Listed entries:

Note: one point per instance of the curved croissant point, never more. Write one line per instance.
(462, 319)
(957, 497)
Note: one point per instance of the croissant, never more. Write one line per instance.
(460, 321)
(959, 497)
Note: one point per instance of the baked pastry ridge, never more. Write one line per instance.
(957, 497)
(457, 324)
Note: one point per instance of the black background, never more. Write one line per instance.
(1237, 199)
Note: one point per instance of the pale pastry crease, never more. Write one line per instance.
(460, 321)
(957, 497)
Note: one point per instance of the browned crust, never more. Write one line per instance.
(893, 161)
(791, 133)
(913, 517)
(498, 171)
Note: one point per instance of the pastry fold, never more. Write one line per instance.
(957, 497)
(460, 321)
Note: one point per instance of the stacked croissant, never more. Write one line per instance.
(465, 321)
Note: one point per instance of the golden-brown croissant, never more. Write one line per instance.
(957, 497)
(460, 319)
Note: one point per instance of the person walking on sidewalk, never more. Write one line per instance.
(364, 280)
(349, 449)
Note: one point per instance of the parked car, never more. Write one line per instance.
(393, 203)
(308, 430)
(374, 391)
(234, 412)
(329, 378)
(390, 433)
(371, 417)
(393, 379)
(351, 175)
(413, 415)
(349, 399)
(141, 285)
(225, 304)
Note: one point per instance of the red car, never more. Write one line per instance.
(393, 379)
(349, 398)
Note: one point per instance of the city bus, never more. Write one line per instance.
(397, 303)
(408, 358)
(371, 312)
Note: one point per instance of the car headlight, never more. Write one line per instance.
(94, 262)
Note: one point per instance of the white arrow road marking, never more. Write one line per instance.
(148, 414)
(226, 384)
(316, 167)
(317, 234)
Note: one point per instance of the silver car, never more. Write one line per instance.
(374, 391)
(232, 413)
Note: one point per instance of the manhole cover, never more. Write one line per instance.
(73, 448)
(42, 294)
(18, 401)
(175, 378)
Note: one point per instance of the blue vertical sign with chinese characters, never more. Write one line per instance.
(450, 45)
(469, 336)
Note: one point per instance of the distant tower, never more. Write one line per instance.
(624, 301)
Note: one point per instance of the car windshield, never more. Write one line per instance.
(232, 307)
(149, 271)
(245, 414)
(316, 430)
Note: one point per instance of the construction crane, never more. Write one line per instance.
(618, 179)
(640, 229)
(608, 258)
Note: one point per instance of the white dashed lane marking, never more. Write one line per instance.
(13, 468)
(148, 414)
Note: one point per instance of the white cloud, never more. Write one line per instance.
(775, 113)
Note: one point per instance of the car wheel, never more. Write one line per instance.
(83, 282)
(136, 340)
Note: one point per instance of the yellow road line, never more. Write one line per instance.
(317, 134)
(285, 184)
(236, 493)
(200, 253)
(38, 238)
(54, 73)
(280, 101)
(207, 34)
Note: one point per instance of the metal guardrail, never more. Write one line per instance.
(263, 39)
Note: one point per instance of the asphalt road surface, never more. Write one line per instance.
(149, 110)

Aim of the exercise: Arrange the records between the line holding "Note: one point per instance of the manhole" and the end of the records, inclusive, as a Markdown table with the columns Row and Line, one numbered row per line. Omit blank lines.

The response:
| Row | Line |
|---|---|
| 1 | Note: one point per instance of the manhole cover, never more. Write one line per instance. |
| 2 | (73, 448) |
| 3 | (42, 294) |
| 4 | (18, 401) |
| 5 | (175, 378) |
| 6 | Note: one point per instance of the blue vertical sign with chinese characters, never more. Write one line per instance. |
| 7 | (450, 45) |
| 8 | (469, 336) |
| 9 | Note: one point per instance of the distant tower, never more. Write one line per instance. |
| 10 | (624, 301) |
| 11 | Note: one point per instance of the car windshield, never more. Write one line per instance. |
| 12 | (232, 307) |
| 13 | (149, 271) |
| 14 | (245, 414) |
| 15 | (316, 430) |
| 16 | Note: one point per instance of the construction crane, never more. Write one line per instance. |
| 17 | (618, 179) |
| 18 | (640, 229) |
| 19 | (608, 258) |
| 20 | Note: one point per instance of the white dashed lane marking, never more. Write one line per instance. |
| 21 | (13, 468) |
| 22 | (148, 414) |
| 23 | Note: one point per instance of the white cloud, never more. Write one line per instance. |
| 24 | (775, 113) |
| 25 | Note: one point per instance of the car wheel, never more. Write one line per instance. |
| 26 | (83, 282) |
| 27 | (136, 340) |
| 28 | Note: one point per instance of the yellow road line, never more. Write one line per instance. |
| 29 | (317, 134) |
| 30 | (285, 184) |
| 31 | (236, 493) |
| 32 | (200, 253) |
| 33 | (38, 238) |
| 34 | (54, 73) |
| 35 | (280, 101) |
| 36 | (207, 34) |
| 37 | Note: one point per instance of the metal guardrail, never more. Write one line per instance. |
| 38 | (263, 39) |
| 39 | Note: one point per instance of the asphalt road surface, never more. Write one line per instance. |
| 40 | (149, 110) |